Work to complete
Can you update all of the material below by changing "set a dot" to "place a marker" wherever it occurs, leaving everything else unchanged and omitting the pictures from your answer?

Point annotation dataset records
##############################

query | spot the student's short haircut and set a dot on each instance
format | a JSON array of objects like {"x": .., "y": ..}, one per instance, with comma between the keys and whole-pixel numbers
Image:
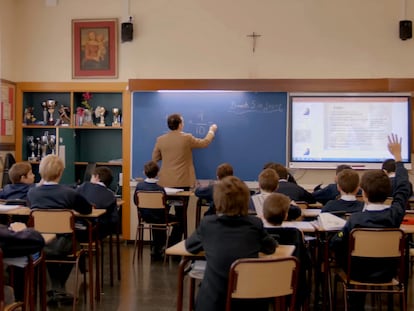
[
  {"x": 51, "y": 168},
  {"x": 174, "y": 121},
  {"x": 348, "y": 180},
  {"x": 389, "y": 165},
  {"x": 105, "y": 174},
  {"x": 223, "y": 170},
  {"x": 268, "y": 180},
  {"x": 231, "y": 196},
  {"x": 342, "y": 167},
  {"x": 151, "y": 169},
  {"x": 281, "y": 170},
  {"x": 19, "y": 170},
  {"x": 376, "y": 185},
  {"x": 275, "y": 208}
]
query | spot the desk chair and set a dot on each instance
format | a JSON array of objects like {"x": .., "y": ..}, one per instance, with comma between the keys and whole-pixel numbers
[
  {"x": 3, "y": 307},
  {"x": 154, "y": 200},
  {"x": 202, "y": 204},
  {"x": 61, "y": 221},
  {"x": 265, "y": 277},
  {"x": 374, "y": 244}
]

##############################

Expected answer
query | spot the student's short haircut and place a marker on each instance
format | a JSON array of objects like {"x": .., "y": ..}, one per instance, with comma between the keys and whole-pixel numbers
Image:
[
  {"x": 51, "y": 168},
  {"x": 174, "y": 121},
  {"x": 348, "y": 180},
  {"x": 389, "y": 165},
  {"x": 105, "y": 174},
  {"x": 223, "y": 170},
  {"x": 268, "y": 180},
  {"x": 231, "y": 196},
  {"x": 342, "y": 167},
  {"x": 151, "y": 169},
  {"x": 281, "y": 170},
  {"x": 19, "y": 170},
  {"x": 376, "y": 185},
  {"x": 275, "y": 208}
]
query | spot the desk chair and place a marker on each instance
format | a JSON array of objects like {"x": .., "y": ..}, one per instance, with comma between the keys and whole-pixel numbers
[
  {"x": 3, "y": 307},
  {"x": 154, "y": 200},
  {"x": 202, "y": 204},
  {"x": 61, "y": 221},
  {"x": 265, "y": 277},
  {"x": 374, "y": 244}
]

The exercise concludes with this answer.